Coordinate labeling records

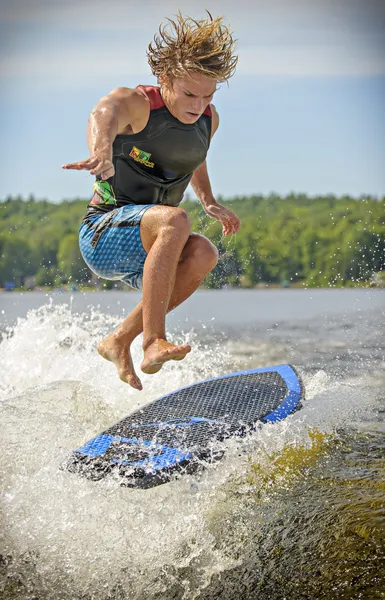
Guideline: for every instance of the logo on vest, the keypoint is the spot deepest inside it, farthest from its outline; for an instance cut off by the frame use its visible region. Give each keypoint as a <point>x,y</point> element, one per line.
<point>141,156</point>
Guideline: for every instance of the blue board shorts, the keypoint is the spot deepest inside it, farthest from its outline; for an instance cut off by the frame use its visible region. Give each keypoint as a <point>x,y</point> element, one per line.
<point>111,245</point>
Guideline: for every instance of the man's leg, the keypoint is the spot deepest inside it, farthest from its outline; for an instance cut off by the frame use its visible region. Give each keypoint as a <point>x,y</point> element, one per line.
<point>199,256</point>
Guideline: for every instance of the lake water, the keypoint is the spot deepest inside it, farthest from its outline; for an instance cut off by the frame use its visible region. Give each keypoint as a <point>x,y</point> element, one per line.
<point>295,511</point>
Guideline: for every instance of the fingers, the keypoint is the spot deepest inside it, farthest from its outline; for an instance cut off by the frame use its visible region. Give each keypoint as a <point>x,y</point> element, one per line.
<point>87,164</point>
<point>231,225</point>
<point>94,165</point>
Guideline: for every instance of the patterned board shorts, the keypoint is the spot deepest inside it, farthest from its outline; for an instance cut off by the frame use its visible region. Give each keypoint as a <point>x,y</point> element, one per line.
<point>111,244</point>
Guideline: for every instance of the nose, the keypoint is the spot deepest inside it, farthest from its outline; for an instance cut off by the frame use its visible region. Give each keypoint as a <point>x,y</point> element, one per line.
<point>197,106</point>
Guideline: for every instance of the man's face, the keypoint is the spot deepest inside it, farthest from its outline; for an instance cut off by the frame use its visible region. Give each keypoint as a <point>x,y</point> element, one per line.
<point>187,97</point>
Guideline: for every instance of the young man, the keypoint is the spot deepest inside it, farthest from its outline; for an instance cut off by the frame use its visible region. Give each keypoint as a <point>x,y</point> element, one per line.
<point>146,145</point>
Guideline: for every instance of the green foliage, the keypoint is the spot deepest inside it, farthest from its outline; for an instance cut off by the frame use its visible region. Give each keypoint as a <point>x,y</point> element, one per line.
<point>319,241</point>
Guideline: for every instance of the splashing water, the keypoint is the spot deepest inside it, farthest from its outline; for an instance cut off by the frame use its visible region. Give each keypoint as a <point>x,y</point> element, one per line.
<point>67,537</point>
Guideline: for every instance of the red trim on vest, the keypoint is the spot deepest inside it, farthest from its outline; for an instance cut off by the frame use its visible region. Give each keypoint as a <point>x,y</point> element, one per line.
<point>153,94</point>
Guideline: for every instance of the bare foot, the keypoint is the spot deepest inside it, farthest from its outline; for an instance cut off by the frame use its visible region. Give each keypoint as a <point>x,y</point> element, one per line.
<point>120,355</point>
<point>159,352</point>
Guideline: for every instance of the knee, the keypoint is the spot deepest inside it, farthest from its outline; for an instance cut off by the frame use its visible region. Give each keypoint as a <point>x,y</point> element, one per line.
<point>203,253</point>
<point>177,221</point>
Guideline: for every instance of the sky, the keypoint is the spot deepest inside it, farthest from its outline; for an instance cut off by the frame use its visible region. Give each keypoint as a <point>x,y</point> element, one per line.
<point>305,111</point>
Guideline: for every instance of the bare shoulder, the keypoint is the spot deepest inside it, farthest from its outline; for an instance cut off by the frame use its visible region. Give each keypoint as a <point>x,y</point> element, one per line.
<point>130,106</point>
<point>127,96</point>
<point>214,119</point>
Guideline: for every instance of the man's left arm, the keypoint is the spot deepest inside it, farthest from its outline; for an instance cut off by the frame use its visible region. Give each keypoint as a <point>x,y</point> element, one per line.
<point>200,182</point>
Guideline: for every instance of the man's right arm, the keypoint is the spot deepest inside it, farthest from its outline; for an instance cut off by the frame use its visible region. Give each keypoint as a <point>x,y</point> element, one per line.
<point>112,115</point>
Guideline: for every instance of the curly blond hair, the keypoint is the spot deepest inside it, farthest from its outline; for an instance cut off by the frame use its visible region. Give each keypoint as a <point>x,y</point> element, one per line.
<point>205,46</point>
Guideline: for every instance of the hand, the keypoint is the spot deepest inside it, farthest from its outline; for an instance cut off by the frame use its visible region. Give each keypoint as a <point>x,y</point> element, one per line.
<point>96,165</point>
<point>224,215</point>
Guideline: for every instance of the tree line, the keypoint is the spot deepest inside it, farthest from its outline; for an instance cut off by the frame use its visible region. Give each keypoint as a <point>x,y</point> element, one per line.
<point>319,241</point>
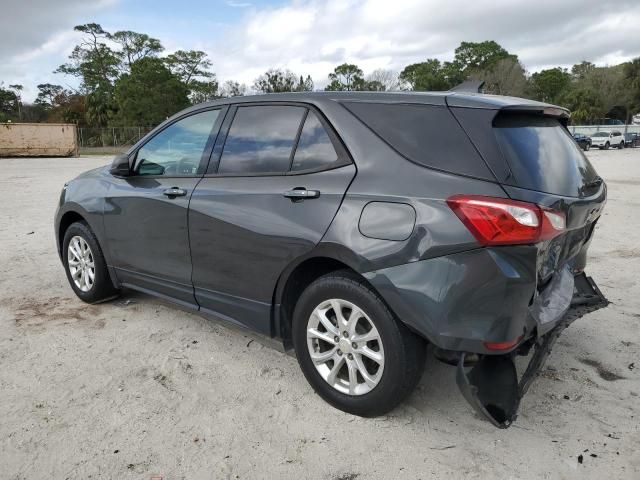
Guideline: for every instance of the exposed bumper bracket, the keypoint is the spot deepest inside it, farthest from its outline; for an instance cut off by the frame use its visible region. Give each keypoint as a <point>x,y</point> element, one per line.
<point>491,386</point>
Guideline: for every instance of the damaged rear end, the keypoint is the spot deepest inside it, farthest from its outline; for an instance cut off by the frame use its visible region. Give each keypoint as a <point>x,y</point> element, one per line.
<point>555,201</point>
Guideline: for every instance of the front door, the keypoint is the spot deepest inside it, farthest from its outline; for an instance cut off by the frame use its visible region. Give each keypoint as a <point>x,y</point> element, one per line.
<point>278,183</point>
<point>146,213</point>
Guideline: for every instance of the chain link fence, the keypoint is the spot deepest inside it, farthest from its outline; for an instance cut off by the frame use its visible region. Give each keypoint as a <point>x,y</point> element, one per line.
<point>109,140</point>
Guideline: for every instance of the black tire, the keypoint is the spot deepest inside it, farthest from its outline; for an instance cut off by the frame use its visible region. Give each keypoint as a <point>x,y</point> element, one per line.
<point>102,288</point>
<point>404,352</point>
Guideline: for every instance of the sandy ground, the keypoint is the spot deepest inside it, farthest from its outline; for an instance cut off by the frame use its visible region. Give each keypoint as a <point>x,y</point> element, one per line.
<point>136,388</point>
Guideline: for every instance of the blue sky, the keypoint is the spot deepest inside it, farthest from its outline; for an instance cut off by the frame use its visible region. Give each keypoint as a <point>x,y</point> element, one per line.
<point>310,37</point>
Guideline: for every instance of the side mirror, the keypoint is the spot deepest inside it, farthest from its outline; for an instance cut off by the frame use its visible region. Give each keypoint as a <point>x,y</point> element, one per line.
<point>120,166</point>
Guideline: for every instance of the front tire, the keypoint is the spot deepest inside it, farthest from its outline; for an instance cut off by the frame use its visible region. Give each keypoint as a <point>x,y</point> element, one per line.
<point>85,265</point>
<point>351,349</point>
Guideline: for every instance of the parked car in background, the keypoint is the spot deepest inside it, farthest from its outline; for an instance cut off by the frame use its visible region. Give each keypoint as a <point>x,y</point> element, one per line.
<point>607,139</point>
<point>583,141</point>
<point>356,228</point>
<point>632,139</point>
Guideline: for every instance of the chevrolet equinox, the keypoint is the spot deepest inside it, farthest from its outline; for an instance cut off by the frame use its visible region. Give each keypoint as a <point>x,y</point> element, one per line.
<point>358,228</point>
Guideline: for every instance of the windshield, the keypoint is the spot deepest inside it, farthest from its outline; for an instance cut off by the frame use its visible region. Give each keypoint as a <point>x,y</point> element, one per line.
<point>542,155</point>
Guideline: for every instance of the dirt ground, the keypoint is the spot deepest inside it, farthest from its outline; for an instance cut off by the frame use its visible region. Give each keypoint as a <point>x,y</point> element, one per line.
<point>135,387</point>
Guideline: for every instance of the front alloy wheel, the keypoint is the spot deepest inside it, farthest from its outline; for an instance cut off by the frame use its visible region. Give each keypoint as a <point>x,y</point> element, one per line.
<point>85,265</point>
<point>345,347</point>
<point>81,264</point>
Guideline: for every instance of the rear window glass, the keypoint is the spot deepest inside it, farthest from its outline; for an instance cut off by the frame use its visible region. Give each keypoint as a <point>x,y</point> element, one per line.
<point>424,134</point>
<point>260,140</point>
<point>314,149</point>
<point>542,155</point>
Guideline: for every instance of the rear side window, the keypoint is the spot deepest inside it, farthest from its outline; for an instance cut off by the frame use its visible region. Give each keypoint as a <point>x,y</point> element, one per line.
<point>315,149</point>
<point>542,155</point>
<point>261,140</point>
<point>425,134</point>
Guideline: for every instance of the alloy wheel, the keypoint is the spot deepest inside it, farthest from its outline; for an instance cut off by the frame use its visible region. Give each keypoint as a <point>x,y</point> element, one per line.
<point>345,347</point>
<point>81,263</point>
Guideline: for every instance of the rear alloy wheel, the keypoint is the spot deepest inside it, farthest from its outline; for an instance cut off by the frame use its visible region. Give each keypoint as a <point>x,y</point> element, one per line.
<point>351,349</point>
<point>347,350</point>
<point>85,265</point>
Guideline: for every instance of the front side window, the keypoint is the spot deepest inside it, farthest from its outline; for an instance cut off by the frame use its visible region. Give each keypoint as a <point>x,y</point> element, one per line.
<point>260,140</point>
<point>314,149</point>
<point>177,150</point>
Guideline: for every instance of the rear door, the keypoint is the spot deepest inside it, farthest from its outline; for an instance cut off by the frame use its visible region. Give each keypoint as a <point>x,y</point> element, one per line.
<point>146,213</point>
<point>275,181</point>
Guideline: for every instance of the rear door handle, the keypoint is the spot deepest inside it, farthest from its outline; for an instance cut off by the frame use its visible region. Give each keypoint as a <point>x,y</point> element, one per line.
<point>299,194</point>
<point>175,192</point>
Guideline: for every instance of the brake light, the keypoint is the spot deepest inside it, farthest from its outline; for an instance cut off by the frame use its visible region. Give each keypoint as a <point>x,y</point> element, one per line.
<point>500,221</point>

- EXERCISE INSTRUCTIONS: Give the lines from the line containing "Guideline: for every instance of the fingers, the" to the line containing "<point>111,244</point>", both included, as a JSON list of strings with one string per line. Leave out any blank lines.

- ANSWER FOR THE TASK:
[
  "Guideline: for every instance of the fingers, the keypoint is the spot deepest inside it, farthest from its outline; for an instance cut off by the frame use its visible region. Give each keypoint as a <point>x,y</point> element, one per line.",
  "<point>87,164</point>",
  "<point>231,225</point>",
  "<point>94,165</point>",
  "Guideline: for every instance of the patterned board shorts, the keypoint is the spot deepest inside it, farthest from its outline; for an instance cut off by the frame use its visible region. Give each keypoint as a <point>x,y</point> element, one per line.",
  "<point>111,244</point>"
]